For implementing a 2-layer neural network, I used Tensorflow and I specifically used the Keras framework.
With Keras, I learned how to instantiate a model with a set number of input nodes using the Model class. 
From the Keras documentation, I learned how to use the Sequential class to manually add hidden
and output layers to the insantiated model. In this documentation, it also details how to set the activation
functions for each layer. 

The Functional API for Keras allows a user to create more complex models than the Sequential class, which is not
as applicable for this particular assignment, but it has functionality to obtain model summaries and model visualizations
which are useful in evaluating models.

+++++

PROBLEM DESCRIPTION: Resume the passage on building a neural network with Keras, starting right after its final sentence. The records have nothing to do with this.

+++++

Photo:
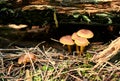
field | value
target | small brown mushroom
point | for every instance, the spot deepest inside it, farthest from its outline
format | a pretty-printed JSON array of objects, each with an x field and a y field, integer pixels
[
  {"x": 82, "y": 42},
  {"x": 75, "y": 36},
  {"x": 26, "y": 58},
  {"x": 85, "y": 33},
  {"x": 67, "y": 40}
]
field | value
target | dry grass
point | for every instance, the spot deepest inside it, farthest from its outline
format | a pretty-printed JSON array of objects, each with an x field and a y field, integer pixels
[{"x": 54, "y": 65}]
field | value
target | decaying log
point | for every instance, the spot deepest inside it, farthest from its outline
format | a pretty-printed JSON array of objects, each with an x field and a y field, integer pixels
[
  {"x": 81, "y": 8},
  {"x": 108, "y": 53}
]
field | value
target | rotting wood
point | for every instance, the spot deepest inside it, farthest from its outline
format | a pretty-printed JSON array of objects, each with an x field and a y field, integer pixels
[
  {"x": 107, "y": 53},
  {"x": 80, "y": 8}
]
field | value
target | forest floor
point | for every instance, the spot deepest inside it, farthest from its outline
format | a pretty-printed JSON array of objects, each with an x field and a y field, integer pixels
[{"x": 52, "y": 61}]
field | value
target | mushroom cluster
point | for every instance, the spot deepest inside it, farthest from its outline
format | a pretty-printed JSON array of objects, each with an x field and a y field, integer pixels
[{"x": 80, "y": 38}]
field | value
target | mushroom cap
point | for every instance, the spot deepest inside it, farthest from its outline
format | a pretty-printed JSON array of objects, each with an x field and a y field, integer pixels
[
  {"x": 74, "y": 36},
  {"x": 81, "y": 41},
  {"x": 66, "y": 40},
  {"x": 85, "y": 33}
]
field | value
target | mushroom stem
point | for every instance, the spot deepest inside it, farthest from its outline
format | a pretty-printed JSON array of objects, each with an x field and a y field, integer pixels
[
  {"x": 69, "y": 48},
  {"x": 77, "y": 48},
  {"x": 81, "y": 49}
]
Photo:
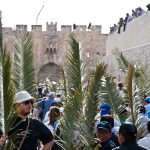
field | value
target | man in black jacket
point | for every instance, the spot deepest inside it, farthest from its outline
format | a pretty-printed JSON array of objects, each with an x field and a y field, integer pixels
[
  {"x": 103, "y": 134},
  {"x": 29, "y": 130},
  {"x": 127, "y": 138}
]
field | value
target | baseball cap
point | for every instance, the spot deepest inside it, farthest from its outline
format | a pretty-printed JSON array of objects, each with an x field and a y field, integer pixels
[
  {"x": 128, "y": 130},
  {"x": 51, "y": 94},
  {"x": 104, "y": 125},
  {"x": 22, "y": 96},
  {"x": 147, "y": 99},
  {"x": 105, "y": 109}
]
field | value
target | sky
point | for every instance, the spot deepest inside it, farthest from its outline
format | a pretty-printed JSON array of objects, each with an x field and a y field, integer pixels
[{"x": 67, "y": 12}]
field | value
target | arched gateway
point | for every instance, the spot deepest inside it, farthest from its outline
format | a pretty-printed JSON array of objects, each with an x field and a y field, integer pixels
[{"x": 51, "y": 71}]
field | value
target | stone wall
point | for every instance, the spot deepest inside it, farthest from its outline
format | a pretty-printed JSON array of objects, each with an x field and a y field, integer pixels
[
  {"x": 137, "y": 33},
  {"x": 50, "y": 47},
  {"x": 139, "y": 55},
  {"x": 134, "y": 43}
]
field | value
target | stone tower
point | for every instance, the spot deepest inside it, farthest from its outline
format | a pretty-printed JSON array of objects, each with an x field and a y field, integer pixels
[{"x": 50, "y": 46}]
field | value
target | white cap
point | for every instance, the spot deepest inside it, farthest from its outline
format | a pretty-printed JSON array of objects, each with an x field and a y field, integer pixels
[
  {"x": 51, "y": 94},
  {"x": 22, "y": 97}
]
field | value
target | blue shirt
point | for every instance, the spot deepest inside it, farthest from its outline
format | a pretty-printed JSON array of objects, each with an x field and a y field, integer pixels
[{"x": 45, "y": 106}]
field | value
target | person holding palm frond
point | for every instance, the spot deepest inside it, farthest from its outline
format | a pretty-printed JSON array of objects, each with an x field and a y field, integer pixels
[{"x": 29, "y": 130}]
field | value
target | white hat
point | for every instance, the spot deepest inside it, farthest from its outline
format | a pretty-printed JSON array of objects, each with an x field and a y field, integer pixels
[
  {"x": 22, "y": 97},
  {"x": 51, "y": 94}
]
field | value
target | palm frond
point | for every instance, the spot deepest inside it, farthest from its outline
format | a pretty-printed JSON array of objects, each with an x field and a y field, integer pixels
[
  {"x": 7, "y": 90},
  {"x": 109, "y": 93},
  {"x": 129, "y": 84},
  {"x": 24, "y": 72},
  {"x": 90, "y": 108},
  {"x": 73, "y": 101}
]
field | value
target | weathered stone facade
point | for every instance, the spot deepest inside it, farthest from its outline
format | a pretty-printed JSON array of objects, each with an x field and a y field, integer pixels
[
  {"x": 134, "y": 43},
  {"x": 50, "y": 46}
]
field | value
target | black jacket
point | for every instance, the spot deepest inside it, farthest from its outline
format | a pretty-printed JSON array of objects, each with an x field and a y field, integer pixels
[{"x": 130, "y": 145}]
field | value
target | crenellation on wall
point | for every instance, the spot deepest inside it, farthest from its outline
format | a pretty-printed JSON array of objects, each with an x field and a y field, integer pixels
[
  {"x": 51, "y": 46},
  {"x": 21, "y": 28},
  {"x": 52, "y": 28},
  {"x": 66, "y": 28},
  {"x": 36, "y": 28},
  {"x": 136, "y": 33}
]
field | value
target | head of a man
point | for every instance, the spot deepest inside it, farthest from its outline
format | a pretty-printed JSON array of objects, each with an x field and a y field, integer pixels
[
  {"x": 127, "y": 132},
  {"x": 23, "y": 103},
  {"x": 54, "y": 113},
  {"x": 105, "y": 109},
  {"x": 103, "y": 131}
]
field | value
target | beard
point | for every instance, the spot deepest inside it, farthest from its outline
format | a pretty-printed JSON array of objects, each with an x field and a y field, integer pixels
[{"x": 23, "y": 113}]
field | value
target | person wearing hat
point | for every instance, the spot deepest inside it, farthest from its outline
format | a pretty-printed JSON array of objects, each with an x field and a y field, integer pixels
[
  {"x": 45, "y": 104},
  {"x": 147, "y": 105},
  {"x": 142, "y": 120},
  {"x": 30, "y": 130},
  {"x": 127, "y": 138},
  {"x": 103, "y": 134},
  {"x": 106, "y": 109}
]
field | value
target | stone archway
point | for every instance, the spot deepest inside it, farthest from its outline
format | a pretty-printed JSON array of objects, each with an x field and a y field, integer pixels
[{"x": 51, "y": 71}]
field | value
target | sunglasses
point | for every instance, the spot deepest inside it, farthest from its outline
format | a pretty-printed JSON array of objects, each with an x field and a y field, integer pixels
[{"x": 29, "y": 101}]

+++++

THE OUTPUT:
Keras also has a class for hyperparameter tuning. I used the documentation for the Tuner class to learn about how different
methods such as RandomSearch, Hyperband, and Bayesian Optimization can be used to find the optimal hyperparameters such as 
the number of nodes in the hidden layers, the number of hidden layers, learning rate, momentum, etc.



## Links
https://keras.io/guides/functional_api/

https://keras.io/api/models/sequential/

https://keras.io/api/models/model/

https://keras.io/getting_started/intro_to_keras_for_engineers/

https://keras.io/api/keras_tuner/tuners/random/

https://www.tensorflow.org/tutorials/keras/keras_tuner

https://towardsdatascience.com/the-art-of-hyperparameter-tuning-in-deep-neural-nets-by-example-685cb5429a38

https://www.analyticsvidhya.com/blog/2021/05/tuning-the-hyperparameters-and-layers-of-neural-network-deep-learning/



# Part 2
## 1. Exploratory Data Analysis
The dataset I am using is based on Stellar Classification which uses the spectral data of stars to categorize them into different categories.
Specifically the raw data has been processed to use Absolute Magnitude and B-V Color Index to identify Giants and Dwarfs.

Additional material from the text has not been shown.